* **Exercise description**: Go through the items below and copy out every line that contains the string "hood".

* **Data to use**:
#####

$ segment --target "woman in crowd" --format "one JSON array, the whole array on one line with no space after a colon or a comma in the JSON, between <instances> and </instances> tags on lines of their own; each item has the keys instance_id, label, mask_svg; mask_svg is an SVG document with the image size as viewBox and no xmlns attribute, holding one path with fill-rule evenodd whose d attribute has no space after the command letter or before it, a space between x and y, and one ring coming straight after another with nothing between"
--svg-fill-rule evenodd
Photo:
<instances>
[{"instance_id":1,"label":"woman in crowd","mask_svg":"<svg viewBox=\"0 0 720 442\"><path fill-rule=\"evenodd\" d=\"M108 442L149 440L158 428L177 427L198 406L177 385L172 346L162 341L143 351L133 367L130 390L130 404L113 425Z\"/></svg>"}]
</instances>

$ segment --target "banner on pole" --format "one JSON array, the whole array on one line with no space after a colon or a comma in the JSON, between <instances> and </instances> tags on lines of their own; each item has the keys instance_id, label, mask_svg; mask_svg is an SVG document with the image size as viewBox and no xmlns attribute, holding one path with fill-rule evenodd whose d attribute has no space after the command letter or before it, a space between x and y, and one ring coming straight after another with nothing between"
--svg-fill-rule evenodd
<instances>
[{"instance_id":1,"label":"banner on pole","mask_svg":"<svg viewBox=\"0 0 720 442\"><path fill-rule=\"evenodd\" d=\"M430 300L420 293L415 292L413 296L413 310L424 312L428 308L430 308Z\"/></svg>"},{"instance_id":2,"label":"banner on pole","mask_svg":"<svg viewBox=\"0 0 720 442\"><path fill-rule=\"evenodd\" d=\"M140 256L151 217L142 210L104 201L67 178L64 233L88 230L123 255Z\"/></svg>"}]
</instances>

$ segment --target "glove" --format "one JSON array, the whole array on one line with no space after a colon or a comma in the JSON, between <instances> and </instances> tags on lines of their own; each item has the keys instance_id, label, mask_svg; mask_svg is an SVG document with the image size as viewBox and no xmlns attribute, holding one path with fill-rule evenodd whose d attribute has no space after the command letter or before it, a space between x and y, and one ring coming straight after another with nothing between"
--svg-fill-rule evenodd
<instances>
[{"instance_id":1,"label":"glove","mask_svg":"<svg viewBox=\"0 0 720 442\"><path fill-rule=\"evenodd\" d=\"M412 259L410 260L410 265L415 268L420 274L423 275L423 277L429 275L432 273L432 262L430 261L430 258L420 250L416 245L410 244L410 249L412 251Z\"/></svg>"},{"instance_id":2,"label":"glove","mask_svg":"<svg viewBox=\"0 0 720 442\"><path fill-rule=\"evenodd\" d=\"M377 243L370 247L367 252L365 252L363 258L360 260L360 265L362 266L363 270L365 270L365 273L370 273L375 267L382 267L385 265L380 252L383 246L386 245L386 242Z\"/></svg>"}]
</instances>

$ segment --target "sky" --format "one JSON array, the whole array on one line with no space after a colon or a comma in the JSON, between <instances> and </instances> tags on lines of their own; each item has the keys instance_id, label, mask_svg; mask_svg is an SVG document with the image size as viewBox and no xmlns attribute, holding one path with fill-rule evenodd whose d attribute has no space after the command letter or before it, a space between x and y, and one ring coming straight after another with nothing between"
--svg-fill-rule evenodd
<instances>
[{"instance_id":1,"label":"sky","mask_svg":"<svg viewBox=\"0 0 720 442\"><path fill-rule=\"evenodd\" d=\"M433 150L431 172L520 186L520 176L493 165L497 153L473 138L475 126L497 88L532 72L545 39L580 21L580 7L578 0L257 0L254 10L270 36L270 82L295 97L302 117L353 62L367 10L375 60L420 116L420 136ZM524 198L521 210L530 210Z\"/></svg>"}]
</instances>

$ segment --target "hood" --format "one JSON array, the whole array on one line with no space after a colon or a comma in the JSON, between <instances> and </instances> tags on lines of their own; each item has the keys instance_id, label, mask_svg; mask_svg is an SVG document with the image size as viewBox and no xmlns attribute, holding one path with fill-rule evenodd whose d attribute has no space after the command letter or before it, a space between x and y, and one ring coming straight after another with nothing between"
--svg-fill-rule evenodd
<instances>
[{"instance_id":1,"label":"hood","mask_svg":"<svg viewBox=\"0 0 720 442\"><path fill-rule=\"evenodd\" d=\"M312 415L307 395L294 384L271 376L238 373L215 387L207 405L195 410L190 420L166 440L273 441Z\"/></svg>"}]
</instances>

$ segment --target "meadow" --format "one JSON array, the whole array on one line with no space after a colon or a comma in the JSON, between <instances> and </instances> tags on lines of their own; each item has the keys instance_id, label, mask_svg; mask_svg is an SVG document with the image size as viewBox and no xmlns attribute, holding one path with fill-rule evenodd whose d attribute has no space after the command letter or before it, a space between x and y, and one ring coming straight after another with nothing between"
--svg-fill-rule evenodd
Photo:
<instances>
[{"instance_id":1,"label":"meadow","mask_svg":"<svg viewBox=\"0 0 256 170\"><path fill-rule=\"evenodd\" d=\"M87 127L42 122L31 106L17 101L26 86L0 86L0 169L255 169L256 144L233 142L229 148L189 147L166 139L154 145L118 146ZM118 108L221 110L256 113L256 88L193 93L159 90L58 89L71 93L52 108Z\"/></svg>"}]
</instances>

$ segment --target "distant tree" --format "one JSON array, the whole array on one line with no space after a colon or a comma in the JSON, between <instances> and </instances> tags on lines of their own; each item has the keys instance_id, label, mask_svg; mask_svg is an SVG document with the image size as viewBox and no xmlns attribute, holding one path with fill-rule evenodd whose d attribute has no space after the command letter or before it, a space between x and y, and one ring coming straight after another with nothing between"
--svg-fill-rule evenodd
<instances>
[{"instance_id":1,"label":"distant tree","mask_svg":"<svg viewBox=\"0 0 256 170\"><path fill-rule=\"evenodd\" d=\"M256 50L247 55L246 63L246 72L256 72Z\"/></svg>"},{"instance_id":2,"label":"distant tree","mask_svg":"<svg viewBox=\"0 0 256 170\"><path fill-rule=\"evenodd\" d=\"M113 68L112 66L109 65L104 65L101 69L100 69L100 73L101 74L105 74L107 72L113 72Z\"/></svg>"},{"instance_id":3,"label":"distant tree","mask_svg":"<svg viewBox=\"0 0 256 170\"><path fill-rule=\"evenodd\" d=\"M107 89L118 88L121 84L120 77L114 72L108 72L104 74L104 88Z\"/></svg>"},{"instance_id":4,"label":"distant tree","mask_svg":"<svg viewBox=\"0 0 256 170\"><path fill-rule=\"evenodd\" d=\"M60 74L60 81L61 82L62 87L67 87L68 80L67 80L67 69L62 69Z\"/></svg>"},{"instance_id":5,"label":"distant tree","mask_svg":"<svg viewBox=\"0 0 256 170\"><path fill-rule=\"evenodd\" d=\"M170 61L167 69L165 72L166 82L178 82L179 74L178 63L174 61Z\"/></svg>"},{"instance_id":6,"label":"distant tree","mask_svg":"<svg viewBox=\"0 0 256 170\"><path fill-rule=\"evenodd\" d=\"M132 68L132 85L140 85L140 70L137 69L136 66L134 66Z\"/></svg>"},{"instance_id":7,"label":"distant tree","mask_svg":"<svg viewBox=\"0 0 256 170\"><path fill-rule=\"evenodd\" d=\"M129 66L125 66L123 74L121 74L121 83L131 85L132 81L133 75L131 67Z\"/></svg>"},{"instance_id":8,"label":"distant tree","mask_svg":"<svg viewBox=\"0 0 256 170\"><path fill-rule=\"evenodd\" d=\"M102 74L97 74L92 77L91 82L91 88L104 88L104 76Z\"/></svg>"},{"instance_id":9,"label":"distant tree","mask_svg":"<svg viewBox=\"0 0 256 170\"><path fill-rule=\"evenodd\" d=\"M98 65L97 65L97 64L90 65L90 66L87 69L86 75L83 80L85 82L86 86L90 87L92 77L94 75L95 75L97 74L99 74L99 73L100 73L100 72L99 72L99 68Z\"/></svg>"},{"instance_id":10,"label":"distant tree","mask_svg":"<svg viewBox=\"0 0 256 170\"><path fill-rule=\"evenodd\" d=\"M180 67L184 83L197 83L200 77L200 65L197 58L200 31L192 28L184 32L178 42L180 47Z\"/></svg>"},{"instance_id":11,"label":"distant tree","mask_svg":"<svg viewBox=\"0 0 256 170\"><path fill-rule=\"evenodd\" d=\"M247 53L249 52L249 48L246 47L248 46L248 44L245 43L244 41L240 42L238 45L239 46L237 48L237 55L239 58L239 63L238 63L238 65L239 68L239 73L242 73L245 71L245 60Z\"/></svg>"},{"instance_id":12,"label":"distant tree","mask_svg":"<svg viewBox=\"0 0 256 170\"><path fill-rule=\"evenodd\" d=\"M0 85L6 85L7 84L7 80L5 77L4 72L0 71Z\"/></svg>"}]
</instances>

#####

* **Full response**:
$ segment --target "hood" --format "one JSON array, the whole array on one line with no space after a colon or a comma in the JSON, between <instances> and </instances> tags on lines of their own; each item has the keys instance_id, label, mask_svg; mask_svg is an SVG document with the image size as viewBox and no xmlns attribute, holding one path with fill-rule evenodd whose d attribute has no space after the command letter or before it, a space between x and y, and one ring coming straight after another with nothing between"
[{"instance_id":1,"label":"hood","mask_svg":"<svg viewBox=\"0 0 720 442\"><path fill-rule=\"evenodd\" d=\"M312 415L307 395L294 384L271 376L238 373L215 387L207 405L195 410L190 420L166 440L273 441Z\"/></svg>"}]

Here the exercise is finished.